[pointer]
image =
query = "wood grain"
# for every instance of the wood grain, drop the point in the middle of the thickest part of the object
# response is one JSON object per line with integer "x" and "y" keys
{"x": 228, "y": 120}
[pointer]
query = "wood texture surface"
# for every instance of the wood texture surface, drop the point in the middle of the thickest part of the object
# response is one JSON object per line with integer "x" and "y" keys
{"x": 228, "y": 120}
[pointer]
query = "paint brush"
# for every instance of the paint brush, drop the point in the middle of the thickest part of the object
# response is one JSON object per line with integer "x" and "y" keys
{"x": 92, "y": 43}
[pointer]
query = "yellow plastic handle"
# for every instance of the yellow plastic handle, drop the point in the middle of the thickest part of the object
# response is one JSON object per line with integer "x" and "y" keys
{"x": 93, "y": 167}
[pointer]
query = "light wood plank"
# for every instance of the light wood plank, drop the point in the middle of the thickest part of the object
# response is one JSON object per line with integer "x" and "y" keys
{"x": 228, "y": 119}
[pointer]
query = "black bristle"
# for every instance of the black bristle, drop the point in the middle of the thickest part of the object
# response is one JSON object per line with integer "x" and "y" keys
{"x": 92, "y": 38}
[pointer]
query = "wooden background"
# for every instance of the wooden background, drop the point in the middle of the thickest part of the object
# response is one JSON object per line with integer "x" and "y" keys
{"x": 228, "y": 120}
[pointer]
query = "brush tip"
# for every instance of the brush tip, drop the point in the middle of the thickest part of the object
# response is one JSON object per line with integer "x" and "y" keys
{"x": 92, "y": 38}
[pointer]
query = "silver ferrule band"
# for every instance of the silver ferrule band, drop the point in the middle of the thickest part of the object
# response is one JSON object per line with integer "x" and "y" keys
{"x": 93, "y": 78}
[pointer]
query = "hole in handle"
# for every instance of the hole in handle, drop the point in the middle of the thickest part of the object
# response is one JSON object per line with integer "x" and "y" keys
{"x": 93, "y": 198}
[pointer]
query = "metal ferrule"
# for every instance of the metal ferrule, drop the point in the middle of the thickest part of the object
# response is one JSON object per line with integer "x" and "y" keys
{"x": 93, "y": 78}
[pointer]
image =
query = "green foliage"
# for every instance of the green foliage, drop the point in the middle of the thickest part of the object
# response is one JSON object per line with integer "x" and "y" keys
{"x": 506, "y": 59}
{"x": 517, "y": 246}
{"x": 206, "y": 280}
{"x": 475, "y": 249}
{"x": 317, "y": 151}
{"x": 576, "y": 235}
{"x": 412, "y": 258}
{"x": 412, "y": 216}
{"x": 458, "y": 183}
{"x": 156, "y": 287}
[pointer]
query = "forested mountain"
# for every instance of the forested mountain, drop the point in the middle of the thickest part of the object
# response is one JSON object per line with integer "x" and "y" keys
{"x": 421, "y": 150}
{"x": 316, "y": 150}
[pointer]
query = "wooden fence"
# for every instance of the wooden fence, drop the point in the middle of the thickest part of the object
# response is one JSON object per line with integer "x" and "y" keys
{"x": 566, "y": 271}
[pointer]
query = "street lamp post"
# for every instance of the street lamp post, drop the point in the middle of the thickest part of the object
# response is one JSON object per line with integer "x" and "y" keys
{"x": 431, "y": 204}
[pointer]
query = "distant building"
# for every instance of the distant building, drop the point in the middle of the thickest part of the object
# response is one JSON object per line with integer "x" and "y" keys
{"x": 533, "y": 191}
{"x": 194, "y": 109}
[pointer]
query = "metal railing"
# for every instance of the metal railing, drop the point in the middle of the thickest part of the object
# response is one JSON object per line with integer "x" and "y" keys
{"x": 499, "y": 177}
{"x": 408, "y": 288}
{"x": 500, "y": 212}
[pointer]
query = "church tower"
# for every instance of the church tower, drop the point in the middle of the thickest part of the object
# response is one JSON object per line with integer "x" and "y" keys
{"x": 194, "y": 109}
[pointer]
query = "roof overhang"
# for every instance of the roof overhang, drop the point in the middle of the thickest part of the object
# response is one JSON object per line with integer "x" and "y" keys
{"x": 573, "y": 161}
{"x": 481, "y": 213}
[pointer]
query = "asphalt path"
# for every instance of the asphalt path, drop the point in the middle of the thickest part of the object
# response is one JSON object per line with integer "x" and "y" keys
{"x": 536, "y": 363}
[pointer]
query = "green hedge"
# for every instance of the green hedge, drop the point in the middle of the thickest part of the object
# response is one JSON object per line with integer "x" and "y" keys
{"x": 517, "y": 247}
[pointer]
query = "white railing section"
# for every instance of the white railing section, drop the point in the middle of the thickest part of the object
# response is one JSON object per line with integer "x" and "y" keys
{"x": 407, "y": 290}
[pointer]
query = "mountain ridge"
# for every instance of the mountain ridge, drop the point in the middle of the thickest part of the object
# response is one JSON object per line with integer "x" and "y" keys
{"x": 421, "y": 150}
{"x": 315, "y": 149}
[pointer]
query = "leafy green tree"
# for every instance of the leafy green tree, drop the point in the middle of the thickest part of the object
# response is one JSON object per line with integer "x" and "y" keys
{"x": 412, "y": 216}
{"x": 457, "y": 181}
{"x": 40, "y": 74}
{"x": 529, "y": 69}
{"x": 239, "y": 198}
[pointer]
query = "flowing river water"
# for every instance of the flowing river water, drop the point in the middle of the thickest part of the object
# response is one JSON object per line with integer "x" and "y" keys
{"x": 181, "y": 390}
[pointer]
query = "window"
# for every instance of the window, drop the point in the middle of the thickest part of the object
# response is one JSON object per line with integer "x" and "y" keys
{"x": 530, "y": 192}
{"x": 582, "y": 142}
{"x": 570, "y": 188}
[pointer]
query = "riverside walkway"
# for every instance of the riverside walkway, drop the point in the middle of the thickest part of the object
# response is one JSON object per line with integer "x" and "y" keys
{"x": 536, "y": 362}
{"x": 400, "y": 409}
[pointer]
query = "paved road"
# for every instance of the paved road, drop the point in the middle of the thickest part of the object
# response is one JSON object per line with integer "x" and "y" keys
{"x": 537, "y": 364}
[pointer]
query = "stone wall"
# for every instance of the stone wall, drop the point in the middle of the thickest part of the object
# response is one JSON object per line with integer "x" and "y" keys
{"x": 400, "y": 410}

---*---

Work to complete:
From the listing above, reproduce all the lines exactly.

Output for this task:
[pointer]
image =
query = "wood grain"
# for every instance of the wood grain, drop the point in the middle of the thickest part of the object
# response is one JSON object per line with integer "x" and "y" keys
{"x": 228, "y": 120}
[pointer]
query = "wood texture surface"
# for every instance of the wood texture surface, drop the point in the middle of the thickest part of the object
# response is one JSON object per line with integer "x" and "y" keys
{"x": 228, "y": 120}
[pointer]
query = "paint brush"
# for every instance of the paint brush, drop the point in the middle of the thickest part of the object
# response is one JSON object per line with integer "x" and "y" keys
{"x": 92, "y": 43}
[pointer]
query = "yellow plastic handle"
# for every instance of the yellow plastic handle, drop the point in the middle of the thickest part of the object
# response is one JSON object per line with integer "x" and "y" keys
{"x": 93, "y": 167}
[pointer]
query = "light wood plank"
# for every instance of the light wood plank, drop the point in the middle of the thickest part of the object
# response is one JSON object per line with integer "x" and "y" keys
{"x": 228, "y": 119}
[pointer]
query = "black bristle"
# for every instance of the black bristle, drop the point in the middle of the thickest part of the object
# response is one JSON object per line with integer "x" and "y" keys
{"x": 92, "y": 38}
[pointer]
query = "wooden background"
# for every instance of the wooden background, drop the point in the middle of the thickest part of the object
# response is one JSON object per line with integer "x" and "y" keys
{"x": 228, "y": 120}
[pointer]
query = "brush tip"
# for every instance of the brush tip, drop the point in the middle of the thickest part of the object
# response is one JSON object per line with integer "x" and "y" keys
{"x": 92, "y": 38}
[pointer]
query = "silver ferrule band"
# for every instance of the silver ferrule band, drop the point in the middle of the thickest part of the object
# response is one JSON object per line with integer "x" and "y" keys
{"x": 93, "y": 78}
[pointer]
query = "hole in handle"
# for every instance of the hole in handle, drop the point in the middle of the thickest part of the object
# response is one JSON object per line with integer "x" and "y" keys
{"x": 93, "y": 198}
[pointer]
query = "metal ferrule"
# for every instance of the metal ferrule, drop the point in the middle of the thickest part of the object
# response is one JSON object per line with integer "x" and "y" keys
{"x": 93, "y": 78}
[pointer]
image =
query = "green foliage"
# for every instance of the green foliage, drop the point in the middle of the thickest part of the object
# response is one JSON object per line with integer "x" and "y" keys
{"x": 506, "y": 59}
{"x": 517, "y": 246}
{"x": 206, "y": 280}
{"x": 475, "y": 249}
{"x": 317, "y": 151}
{"x": 576, "y": 235}
{"x": 412, "y": 258}
{"x": 412, "y": 216}
{"x": 458, "y": 183}
{"x": 156, "y": 287}
[pointer]
query = "forested mountain"
# for every instance of the forested mountain, drop the point in the middle of the thickest part of the object
# response is one JSON object per line with integer "x" and "y" keys
{"x": 421, "y": 150}
{"x": 316, "y": 150}
[pointer]
query = "wooden fence"
# for every instance of the wooden fence, drop the point in the middle of the thickest part of the object
# response is one JSON object per line with integer "x" and "y" keys
{"x": 566, "y": 271}
[pointer]
query = "street lamp post"
# for every instance of the street lamp post, drop the point in the middle of the thickest part of the object
# response is one JSON object per line with integer "x" and "y" keys
{"x": 431, "y": 204}
[pointer]
query = "distant building"
# for every instance of the distant building, drop the point in the middle of the thickest part of the object
# response is one JSON object per line with integer "x" and "y" keys
{"x": 533, "y": 191}
{"x": 194, "y": 109}
[pointer]
query = "metal railing"
# for every instance of the metal railing, drop the point in the middle of the thickest part of the object
# response is one JSON object per line with integer "x" and "y" keys
{"x": 499, "y": 177}
{"x": 408, "y": 288}
{"x": 500, "y": 212}
[pointer]
query = "church tower"
# for every instance of the church tower, drop the point in the middle of the thickest part of the object
# response is one JSON object per line with integer "x" and "y" keys
{"x": 194, "y": 109}
[pointer]
query = "roof overhang"
# for every instance of the roof overhang, drop the point in the middle of the thickest part of the object
# response is one JSON object per line with integer "x" and "y" keys
{"x": 573, "y": 161}
{"x": 481, "y": 213}
[pointer]
query = "asphalt path"
# for every instance of the asphalt path, drop the point in the middle of the thickest part of the object
# response is one JSON object per line with integer "x" and "y" keys
{"x": 536, "y": 363}
[pointer]
query = "green hedge"
# for every instance of the green hedge, drop the point in the middle of the thickest part of the object
# response is one JSON object per line with integer "x" and "y" keys
{"x": 517, "y": 247}
[pointer]
query = "white railing section"
# for every instance of the white railing section, drop the point in the middle of the thickest part of the object
# response is one JSON object per line with integer "x" and "y" keys
{"x": 407, "y": 290}
[pointer]
query = "mountain ridge"
# for every instance of the mountain ridge, drop the point in the middle of the thickest part of the object
# response is one JSON object per line with integer "x" and "y" keys
{"x": 421, "y": 150}
{"x": 315, "y": 149}
[pointer]
query = "leafy green tree"
# for every instance of the leafy green tree, drop the point in the middle of the thickest part of the object
# response is one JSON object per line with integer "x" and "y" keys
{"x": 412, "y": 216}
{"x": 457, "y": 181}
{"x": 40, "y": 74}
{"x": 529, "y": 69}
{"x": 239, "y": 198}
[pointer]
query = "flowing river water"
# for every instance of the flowing river water, drop the point in the middle of the thickest part of the object
# response is one JSON object per line with integer "x" and "y" keys
{"x": 181, "y": 390}
[pointer]
query = "window"
# for every instance of the window, drop the point in the middle of the thickest part of the object
# response is one JSON object per line with integer "x" and "y" keys
{"x": 530, "y": 192}
{"x": 582, "y": 142}
{"x": 570, "y": 188}
[pointer]
query = "riverside walkway"
# for every instance of the riverside walkway, drop the point in the middle of the thickest part of the object
# response is one JSON object per line with integer "x" and "y" keys
{"x": 536, "y": 362}
{"x": 400, "y": 409}
[pointer]
query = "paved road"
# for every instance of the paved road, drop the point in the middle of the thickest part of the object
# response is one JSON object per line with integer "x" and "y" keys
{"x": 537, "y": 364}
[pointer]
query = "stone wall"
# for every instance of the stone wall, drop the point in the middle of the thickest part of the object
# response is one JSON object per line with integer "x" and "y" keys
{"x": 400, "y": 410}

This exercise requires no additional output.